** BEGIN SOURCE EXTRACT **
I would recommend talking to other people around you, such as other trusted friends, and going through the possibilities with them. Weigh the pros and cons of bottling up your feelings or putting them out there. Once you've gone through those possibilities, I'd see which one feels most authentic to you and go from there.
Can an a Agender person be more masculine?
"Agender" describes a gender identity that is either neutral or no gender whatsoever. It can be a variety of different things. The cool thing about gender identity, or the way we feel about ourselves and the way we label it with those words, is that it can be very different from the way that we present ourselves. In society, there's often that conflation of if you are a woman, then you dress femininely, and if you are a man, then you dress masculinely, and that's it. However, within any gender, but especially within the world of non-binary genders, there really are no rules. And so you can present in whatever ways feel best to your body. And by present, I mean, whatever clothes you wear, how you have your hair, how you speak, how you hold your body, everything like that. It can be in a way that society might perceive as traditionally masculine, and you get to decide how you feel about that perception in relation to your identity. You get to be the arbiter of that. I think it's great to dress and present in whatever ways feel best for your body, even if it doesn't match what society might think.
Am I actually Non binary?
Non-binary is a broad gender and category of genders, which is lovely. It describes any gender identity that is outside of the strict binary of man and woman, in whatever way. So some non-binary people do connect with manhood or womanhood in some capacity, whether it's at all times or fluctuating. For example. I'm genderfluid, so my gender identity shifts and changes over time; sometimes I feel more connected to womanhood, and sometimes I feel more connected to manhood–sometimes I feel connected to neither. So it's completely possible for non-binary people to feel connected to the binary in some capacity. A lot of non-binary people also feel completely separate from the binary, whether that is through xenogenders and having a gender that uses language that is completely different from how we ascribe language to gender in our society, or whether that is through being agender. There are so many ways to be non-binary.

In that thread, it can be challenging to figure out if you are non-binary, because it's not one strict yes or no thing that you can answer. However, my biggest piece of advice would be to think about how your mind and body feel in reaction to being placed within whatever strict societal gendered box you find yourself placed in. For example, I was placed in the box of being a woman, and I always felt constricted, embarrassed and strange within that. It always felt wrong to me, and I couldn't quite articulate why. Later on, I was able to discover language like "non-binary" and "genderfluid", which really helped me understand who I am further. So, I'd suggest noticing that discomfort, and see if that leads you anywhere. But it's also possible that you might not have discomfort or dysphoria whatsoever. You might feel completely comfortable with the language around you and how you feel, and you just might want to use the label non-binary (or any other label), and that's completely fine as well.
I still don't get it am I gay or bi?
It's hard when you have identified with one label, and have come to understand that label to be your sexuality based on your experiences, but then suddenly you have a shift in your experiences, and you have to come to reckon with that language. That's a challenging and unnerving experience. And, it's also a cool experience to be able to learn about what different identities are out there and find an identity and label that works for you.

It's not necessary to define and label your identity and your sexuality if that is not helpful to you at this point, or if it feels more stressful/harmful than helpful, then that is not a requirement.

But, if it feels like a label would be helpful in order to better understand yourself, then my suggestion is to read through the definitions of different labels, read through all the different sexualities, and read them out loud to yourself – see if any of the words stick out to you. Try saying, "I am bisexual" versus "I am gay" out loud or to your friends and see if it feels right or not. Oftentimes, you can get a sense of if a word feels right to you by being in tune with your body. You can also stick with one word for a little bit and then change the word if you find a word that feels better for you; it's totally up to you.
** END SOURCE EXTRACT **
** BEGIN RAW DATA **
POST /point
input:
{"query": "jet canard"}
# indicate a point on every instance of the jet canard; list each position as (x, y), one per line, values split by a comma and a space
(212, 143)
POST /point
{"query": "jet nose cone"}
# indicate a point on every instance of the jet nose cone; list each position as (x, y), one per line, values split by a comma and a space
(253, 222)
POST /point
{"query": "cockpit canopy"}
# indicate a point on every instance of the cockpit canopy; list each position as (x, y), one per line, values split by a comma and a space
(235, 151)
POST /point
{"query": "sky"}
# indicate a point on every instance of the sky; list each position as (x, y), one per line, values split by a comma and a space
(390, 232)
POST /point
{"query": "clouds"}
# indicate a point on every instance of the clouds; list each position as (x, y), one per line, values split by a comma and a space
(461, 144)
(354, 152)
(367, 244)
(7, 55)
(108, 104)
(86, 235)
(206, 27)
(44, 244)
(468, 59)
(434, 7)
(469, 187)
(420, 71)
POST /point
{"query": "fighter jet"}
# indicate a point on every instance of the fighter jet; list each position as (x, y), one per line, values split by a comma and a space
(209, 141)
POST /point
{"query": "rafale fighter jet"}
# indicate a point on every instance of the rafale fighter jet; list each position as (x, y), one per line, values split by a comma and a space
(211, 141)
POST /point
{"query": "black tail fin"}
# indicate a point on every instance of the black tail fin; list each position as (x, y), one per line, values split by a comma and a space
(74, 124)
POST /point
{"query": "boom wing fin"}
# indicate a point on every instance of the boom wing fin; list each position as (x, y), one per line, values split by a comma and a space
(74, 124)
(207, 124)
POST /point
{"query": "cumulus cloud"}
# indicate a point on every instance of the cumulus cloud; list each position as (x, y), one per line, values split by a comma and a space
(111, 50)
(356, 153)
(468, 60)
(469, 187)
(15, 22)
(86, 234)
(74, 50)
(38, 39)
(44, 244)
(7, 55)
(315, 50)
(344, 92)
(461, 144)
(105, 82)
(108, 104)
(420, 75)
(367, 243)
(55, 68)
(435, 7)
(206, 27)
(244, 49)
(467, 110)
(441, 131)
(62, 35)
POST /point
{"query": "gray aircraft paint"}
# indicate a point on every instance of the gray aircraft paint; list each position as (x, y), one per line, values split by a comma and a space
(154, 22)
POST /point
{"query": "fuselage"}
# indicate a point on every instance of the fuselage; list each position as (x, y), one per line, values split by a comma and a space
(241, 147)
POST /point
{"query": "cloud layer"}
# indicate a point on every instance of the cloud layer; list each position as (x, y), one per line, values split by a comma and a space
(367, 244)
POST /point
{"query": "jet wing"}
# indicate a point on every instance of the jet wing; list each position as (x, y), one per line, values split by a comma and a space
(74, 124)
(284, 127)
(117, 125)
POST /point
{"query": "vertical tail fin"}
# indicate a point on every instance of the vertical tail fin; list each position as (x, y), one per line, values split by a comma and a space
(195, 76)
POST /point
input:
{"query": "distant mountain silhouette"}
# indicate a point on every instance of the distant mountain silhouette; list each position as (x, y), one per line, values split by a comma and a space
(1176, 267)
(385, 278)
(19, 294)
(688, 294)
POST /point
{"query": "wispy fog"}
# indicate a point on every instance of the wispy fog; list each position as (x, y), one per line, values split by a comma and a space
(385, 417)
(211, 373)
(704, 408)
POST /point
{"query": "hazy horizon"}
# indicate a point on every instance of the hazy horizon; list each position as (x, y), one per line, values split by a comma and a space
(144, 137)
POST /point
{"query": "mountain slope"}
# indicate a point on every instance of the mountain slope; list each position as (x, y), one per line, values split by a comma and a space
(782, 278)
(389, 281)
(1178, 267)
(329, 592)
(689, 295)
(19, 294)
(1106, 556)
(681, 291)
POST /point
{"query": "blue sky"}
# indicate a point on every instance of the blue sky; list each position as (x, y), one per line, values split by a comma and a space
** END RAW DATA **
THE REQUEST: Transcribe the passage of the Q&A on gender and sexuality labels between "It's not necessary" and "not a requirement.", inclusive. The listing comes from a separate source.

SOLUTION TO THIS TASK:
It's not necessary to define and label your identity and your sexuality if that is not helpful to you at this point, or if it feels more stressful/harmful than helpful, then that is not a requirement.